[EXERCISE 1] Copy everything in the passage on Buttigieg's presidential campaign from "The strategy initially" down to "state’s black voters.".
[EXERCISE 2] According to the passage on Buttigieg's presidential campaign, how many delegates did Buttigieg accumulate in the race?
[EXERCISE 3] Write the next part of the passage on Buttigieg's presidential campaign, starting after its final sentence.

[SUPPLIED PASSAGE]
## start

The strategy initially paid off. Buttigieg went on to narrowly win the Iowa caucuses in February and came in second in New Hampshire. His troubles appealing to minority voters, however, hampered him as the race moved on to more diverse states. He came in third in Nevada and fourth in South Carolina, winning over only two percent of the state’s black voters.

Still, his campaign vowed to press on through Super Tuesday, arguing that Buttigieg was the best-positioned moderate candidate to challenge Sanders. Buttigieg increasingly targeted the Vermont senator, warning that nominating Sanders would be detrimental for down-ballot races.

Buttigieg accumulated 26 delegates in the race — the most ever for an openly gay candidate, and far more than anyone expected at the beginning of his longshot bid. After strong showings in predominantly white states, Buttigieg’s results began to dimish as the race moved to more diverse electorates. Ultimately, he decided they were unlikely to improve.

## end

[INFORMATION SHOWN]
## start

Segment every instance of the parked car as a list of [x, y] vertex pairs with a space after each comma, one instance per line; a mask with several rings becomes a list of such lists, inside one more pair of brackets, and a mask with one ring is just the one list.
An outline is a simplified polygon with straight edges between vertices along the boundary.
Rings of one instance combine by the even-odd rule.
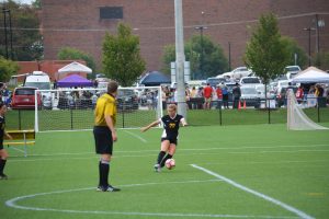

## end

[TASK OUTPUT 1]
The strategy initially paid off. Buttigieg went on to narrowly win the Iowa caucuses in February and came in second in New Hampshire. His troubles appealing to minority voters, however, hampered him as the race moved on to more diverse states. He came in third in Nevada and fourth in South Carolina, winning over only two percent of the state’s black voters.

[TASK OUTPUT 2] He accumulated 26 delegates.

[TASK OUTPUT 3]
“We have a responsibility to consider the effect of remaining in this race any further,” Buttigieg told the crowd in South Bend, adding, “and so we must recognize that at this point in the race, the best way to keep faith with those goals and ideas is to step aside and help bring our party and our country together.”

The crowd interrupted him with a new chant: “2024! 2024!”